Gather each line of the records where "panel" appears.

* **INPUT FOR THIS TASK**:
★ ★ ★ ★

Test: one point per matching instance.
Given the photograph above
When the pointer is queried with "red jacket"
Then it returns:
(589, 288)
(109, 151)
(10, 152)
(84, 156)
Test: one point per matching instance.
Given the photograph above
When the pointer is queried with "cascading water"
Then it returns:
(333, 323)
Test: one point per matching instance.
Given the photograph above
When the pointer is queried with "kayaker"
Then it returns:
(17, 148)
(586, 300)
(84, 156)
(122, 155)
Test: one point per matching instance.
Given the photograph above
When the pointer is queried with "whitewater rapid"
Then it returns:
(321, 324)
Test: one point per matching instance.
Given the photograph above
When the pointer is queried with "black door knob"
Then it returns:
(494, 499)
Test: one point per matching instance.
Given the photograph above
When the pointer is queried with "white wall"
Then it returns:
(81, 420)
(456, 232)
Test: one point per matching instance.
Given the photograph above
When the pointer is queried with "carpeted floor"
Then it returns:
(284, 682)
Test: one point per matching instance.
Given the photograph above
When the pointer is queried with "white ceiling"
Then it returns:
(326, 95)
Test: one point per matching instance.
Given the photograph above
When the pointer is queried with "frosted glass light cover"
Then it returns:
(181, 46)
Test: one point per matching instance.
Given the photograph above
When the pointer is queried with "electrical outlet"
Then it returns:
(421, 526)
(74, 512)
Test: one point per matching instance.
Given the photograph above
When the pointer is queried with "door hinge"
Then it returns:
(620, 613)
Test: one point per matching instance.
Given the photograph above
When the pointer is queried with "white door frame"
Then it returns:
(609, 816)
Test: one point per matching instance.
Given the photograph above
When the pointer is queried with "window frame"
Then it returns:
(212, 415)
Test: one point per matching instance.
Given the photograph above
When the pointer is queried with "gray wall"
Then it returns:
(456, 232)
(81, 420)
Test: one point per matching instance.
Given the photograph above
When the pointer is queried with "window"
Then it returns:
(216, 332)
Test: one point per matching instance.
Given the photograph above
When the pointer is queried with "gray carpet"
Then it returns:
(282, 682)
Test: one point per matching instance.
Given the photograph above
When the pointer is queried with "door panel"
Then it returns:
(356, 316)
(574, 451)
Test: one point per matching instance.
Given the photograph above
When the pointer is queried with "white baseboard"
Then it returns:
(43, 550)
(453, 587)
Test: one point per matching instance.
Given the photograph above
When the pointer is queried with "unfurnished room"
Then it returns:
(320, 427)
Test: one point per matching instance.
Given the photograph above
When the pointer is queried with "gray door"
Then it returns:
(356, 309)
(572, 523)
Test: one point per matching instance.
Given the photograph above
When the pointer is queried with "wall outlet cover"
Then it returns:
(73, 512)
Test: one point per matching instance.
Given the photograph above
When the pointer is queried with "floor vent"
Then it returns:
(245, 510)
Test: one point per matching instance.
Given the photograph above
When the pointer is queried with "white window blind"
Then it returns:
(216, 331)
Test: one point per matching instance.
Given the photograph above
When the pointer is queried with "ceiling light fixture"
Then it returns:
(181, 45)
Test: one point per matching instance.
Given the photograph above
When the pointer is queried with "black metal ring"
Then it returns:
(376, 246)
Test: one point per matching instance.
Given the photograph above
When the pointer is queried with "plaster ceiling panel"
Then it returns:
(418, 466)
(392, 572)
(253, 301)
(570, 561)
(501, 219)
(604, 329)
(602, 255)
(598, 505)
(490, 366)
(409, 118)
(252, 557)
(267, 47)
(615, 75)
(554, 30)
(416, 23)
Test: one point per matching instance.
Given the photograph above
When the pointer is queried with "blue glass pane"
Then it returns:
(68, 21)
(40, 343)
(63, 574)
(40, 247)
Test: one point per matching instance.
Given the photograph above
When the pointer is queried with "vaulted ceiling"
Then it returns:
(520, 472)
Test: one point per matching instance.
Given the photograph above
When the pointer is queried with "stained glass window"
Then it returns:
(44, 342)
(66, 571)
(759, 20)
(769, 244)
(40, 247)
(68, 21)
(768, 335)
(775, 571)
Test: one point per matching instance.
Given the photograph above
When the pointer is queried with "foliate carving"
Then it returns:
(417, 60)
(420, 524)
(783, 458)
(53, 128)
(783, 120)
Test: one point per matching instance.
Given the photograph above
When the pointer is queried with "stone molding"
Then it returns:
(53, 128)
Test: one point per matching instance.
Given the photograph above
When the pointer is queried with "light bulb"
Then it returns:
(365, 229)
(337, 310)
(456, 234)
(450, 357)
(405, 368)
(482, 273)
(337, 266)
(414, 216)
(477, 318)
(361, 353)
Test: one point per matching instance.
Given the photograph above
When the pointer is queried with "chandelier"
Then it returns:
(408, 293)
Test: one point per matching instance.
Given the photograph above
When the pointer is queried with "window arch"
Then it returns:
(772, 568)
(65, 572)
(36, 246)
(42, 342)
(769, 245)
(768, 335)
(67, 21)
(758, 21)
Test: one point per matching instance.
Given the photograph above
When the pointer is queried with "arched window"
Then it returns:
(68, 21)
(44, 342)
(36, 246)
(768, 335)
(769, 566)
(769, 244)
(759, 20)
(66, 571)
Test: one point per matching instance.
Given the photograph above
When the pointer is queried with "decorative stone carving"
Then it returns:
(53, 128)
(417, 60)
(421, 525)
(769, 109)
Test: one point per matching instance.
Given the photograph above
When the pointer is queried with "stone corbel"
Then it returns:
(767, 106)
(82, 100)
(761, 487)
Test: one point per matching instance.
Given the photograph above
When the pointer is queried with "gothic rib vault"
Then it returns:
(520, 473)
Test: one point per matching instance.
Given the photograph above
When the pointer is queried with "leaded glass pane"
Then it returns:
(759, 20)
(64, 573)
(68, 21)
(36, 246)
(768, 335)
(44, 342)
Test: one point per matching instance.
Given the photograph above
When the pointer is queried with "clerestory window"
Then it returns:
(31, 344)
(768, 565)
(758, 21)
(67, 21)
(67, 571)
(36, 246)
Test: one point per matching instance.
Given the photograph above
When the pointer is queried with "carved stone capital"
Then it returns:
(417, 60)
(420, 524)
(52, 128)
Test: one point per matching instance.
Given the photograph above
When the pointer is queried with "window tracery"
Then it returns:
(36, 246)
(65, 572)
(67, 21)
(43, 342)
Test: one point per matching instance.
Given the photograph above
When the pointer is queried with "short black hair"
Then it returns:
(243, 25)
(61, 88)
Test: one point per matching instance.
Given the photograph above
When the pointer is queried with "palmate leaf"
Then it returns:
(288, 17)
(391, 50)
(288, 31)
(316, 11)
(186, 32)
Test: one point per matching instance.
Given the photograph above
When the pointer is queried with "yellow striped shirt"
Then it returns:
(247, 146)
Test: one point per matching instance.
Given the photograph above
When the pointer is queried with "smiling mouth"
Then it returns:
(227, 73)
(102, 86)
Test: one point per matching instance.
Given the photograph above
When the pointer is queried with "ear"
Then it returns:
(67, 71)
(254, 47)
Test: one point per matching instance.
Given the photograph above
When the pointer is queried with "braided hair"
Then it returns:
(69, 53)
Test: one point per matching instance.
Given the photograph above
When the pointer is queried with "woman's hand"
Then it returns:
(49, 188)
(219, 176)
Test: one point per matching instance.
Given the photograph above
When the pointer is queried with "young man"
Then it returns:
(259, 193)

★ ★ ★ ★

* **FINISHED TASK**:
When the pointer is queried with "door panel"
When the pointer is queried with "plaster ceiling panel"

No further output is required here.